→ **TASK INSTRUCTIONS**: Go through the data and count each line that has the string "duck". Give that count alone.

→ **SUPPLIED RECORDS**:
+ + + + +
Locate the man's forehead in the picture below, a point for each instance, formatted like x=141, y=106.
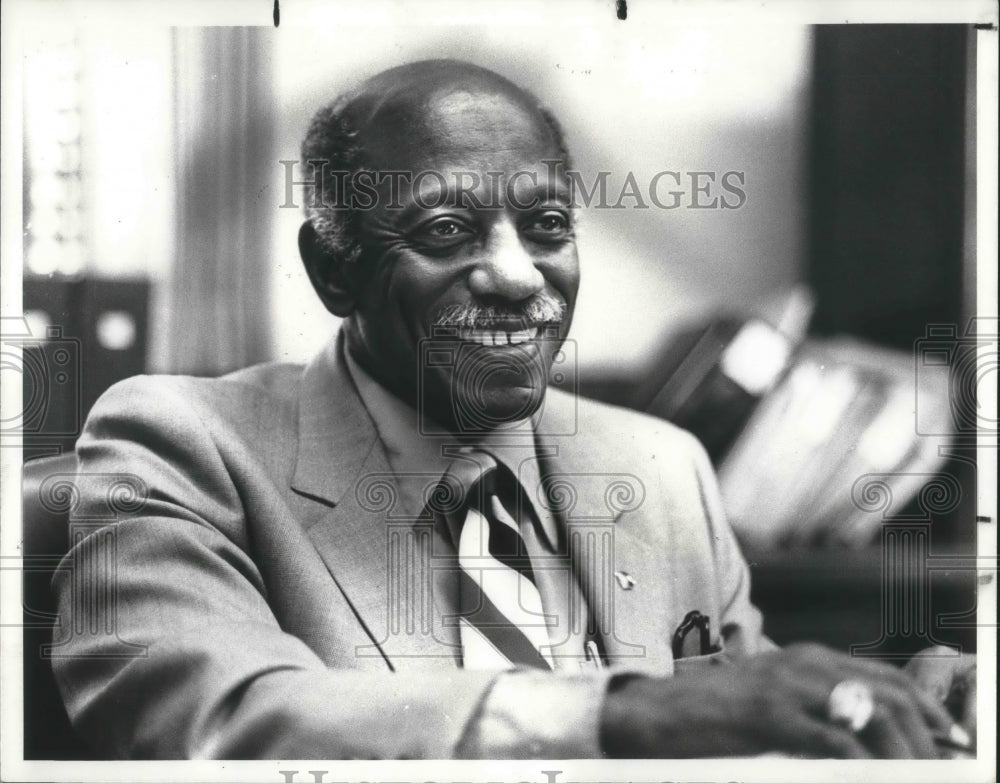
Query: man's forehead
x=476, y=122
+ + + + +
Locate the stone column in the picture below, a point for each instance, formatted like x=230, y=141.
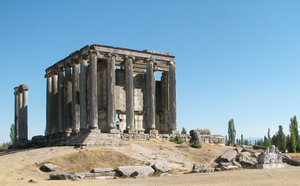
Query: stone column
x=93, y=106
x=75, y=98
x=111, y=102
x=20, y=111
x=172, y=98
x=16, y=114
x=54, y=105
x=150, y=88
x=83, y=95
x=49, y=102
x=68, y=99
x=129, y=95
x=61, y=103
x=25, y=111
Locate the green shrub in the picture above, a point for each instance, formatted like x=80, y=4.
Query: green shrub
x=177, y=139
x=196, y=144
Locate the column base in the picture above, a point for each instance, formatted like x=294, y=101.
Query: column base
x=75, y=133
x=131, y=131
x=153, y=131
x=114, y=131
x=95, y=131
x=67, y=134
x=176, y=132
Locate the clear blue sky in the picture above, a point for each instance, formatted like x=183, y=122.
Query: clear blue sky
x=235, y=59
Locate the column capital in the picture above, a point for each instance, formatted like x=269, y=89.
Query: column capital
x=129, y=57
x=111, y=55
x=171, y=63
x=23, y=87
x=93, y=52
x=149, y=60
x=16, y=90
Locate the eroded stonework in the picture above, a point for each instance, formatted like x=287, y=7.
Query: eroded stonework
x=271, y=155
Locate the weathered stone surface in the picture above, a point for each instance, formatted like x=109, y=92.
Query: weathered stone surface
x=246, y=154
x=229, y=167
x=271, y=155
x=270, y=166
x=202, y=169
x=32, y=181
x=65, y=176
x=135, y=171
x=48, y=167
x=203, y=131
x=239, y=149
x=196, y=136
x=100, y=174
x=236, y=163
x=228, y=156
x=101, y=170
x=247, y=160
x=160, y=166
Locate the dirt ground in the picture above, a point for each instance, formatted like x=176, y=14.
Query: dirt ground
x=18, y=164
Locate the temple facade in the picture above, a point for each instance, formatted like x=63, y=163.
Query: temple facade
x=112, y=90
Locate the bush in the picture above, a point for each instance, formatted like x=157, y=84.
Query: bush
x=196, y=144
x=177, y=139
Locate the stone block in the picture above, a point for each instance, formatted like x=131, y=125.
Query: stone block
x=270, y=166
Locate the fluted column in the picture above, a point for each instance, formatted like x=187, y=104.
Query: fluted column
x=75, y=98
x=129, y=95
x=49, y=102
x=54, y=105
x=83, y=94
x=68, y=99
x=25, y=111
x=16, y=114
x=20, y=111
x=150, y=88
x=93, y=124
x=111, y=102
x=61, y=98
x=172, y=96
+ + + + +
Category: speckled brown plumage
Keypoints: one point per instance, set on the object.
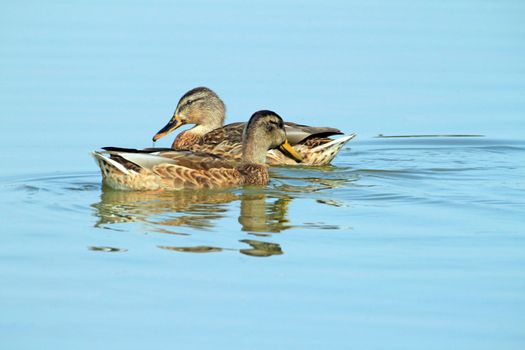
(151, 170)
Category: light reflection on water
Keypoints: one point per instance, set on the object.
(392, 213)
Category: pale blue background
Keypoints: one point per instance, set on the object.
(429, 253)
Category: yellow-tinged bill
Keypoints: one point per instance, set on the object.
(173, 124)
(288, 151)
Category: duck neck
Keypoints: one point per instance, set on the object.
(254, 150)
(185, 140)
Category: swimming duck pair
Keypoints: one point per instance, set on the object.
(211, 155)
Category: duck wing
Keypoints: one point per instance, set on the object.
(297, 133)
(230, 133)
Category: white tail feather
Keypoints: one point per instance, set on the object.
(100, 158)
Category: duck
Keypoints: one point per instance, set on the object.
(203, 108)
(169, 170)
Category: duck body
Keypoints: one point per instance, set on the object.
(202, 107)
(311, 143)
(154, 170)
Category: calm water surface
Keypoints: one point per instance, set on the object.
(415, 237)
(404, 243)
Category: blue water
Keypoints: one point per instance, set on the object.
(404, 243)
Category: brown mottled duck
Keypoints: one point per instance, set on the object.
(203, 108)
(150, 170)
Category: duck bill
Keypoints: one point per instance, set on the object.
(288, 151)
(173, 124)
+ + + + +
→ **RESPONSE BOX**: 7